Exercise brief. Please print, word for word, the passage of the Emily Buss article that begins with the words "Buss is a nonprofit" and ends with "2025, at age 35.".

Given text.
········

Member of the Utah Senate from the 11th district
- Incumbent
- Assumed office December 17, 2025
- Preceded by: Daniel Thatcher

Personal details
- Born: 1989 or 1990 (age 35–36)
- Party: Forward
- Children: 3
- Education: Brigham Young University–Idaho

= Emily Buss (politician) =

American politician

Emily Buss (born 1990) is an American politician and nonprofit executive who is a member of the Utah State Senate, representing the 11th district as a member of the Forward Party. She won a poll held by the party to choose a successor for outgoing Forward senator Daniel Thatcher, who resigned on December 12, 2025.

Buss has been named one of Utah Business "2026 Forty Under 40" and one of Utah’s 2026 "Remarkable Women". Her nonprofit, Birthday Box Foundation was recognized by Utah’s Governor’s Office of Economic Development as one of "100 Utah Companies Championing Women by the Governor’s Office of Economic Opportunity".

== Career ==
Buss served as an AmeriCorps member, where she focused on community service and program development. That led her to the One Utah Service Fellowship, where she became a licensed SSW and case manager.

Buss is a nonprofit director, having co-founded Birthday Box Foundation with her husband Joel, a nonprofit that sends boxes of birthday party supplies to children in need. Buss has been named one of Utah Business "2026 Forty Under 40" and one of Utah’s 2026 "Remarkable Women". Birthday Box Foundation was recognized by Utah’s Governor’s Office of Economic Development as one of "100 Utah Companies Championing Women” in 2025.

Buss was sworn in as Utah’s only third-party state legislator and the youngest sitting Utah State Senator on December 17, 2025, at age 35.

=== Legislative service ===
Buss assumed office in 2025 and serves on the General Government Appropriations Subcommittee, the Senate Government Operations and Political Subdivisions Committee, the Senate Government Operations Confirmation Committee, the Senate Health and Human Services Committee, and the Social Services Appropriations Subcommittee.

== Personal life ==
Buss lives in western Utah County with her husband and their three children.

········

[Stored data entries]
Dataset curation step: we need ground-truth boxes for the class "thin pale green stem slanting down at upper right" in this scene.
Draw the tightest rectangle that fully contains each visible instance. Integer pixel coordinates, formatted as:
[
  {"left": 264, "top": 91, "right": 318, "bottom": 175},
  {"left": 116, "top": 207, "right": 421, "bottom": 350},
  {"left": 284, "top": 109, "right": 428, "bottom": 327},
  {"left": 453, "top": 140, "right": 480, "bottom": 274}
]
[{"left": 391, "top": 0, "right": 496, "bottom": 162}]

········

Answer for the task.
Buss is a nonprofit director, having co-founded Birthday Box Foundation with her husband Joel, a nonprofit that sends boxes of birthday party supplies to children in need. Buss has been named one of Utah Business "2026 Forty Under 40" and one of Utah’s 2026 "Remarkable Women". Birthday Box Foundation was recognized by Utah’s Governor’s Office of Economic Development as one of "100 Utah Companies Championing Women” in 2025.

Buss was sworn in as Utah’s only third-party state legislator and the youngest sitting Utah State Senator on December 17, 2025, at age 35.